Once you have read the listing, output it exactly and completely.

## [Dataset records]

§

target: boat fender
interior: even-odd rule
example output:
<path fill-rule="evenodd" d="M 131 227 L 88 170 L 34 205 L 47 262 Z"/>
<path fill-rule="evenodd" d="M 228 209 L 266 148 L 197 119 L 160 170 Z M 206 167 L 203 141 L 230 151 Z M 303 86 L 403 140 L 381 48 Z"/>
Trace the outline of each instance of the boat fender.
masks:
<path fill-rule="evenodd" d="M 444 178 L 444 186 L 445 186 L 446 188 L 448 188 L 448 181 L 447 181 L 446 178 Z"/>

§

## [Solution]
target: boat fender
interior: even-odd rule
example output:
<path fill-rule="evenodd" d="M 131 227 L 88 170 L 34 205 L 47 262 Z"/>
<path fill-rule="evenodd" d="M 228 209 L 266 148 L 197 119 L 160 170 Z M 206 167 L 203 141 L 230 151 Z M 303 86 L 403 140 L 381 48 Z"/>
Trace the outline of each instance of the boat fender.
masks:
<path fill-rule="evenodd" d="M 444 178 L 444 186 L 445 186 L 446 188 L 448 188 L 448 181 L 447 181 L 446 178 Z"/>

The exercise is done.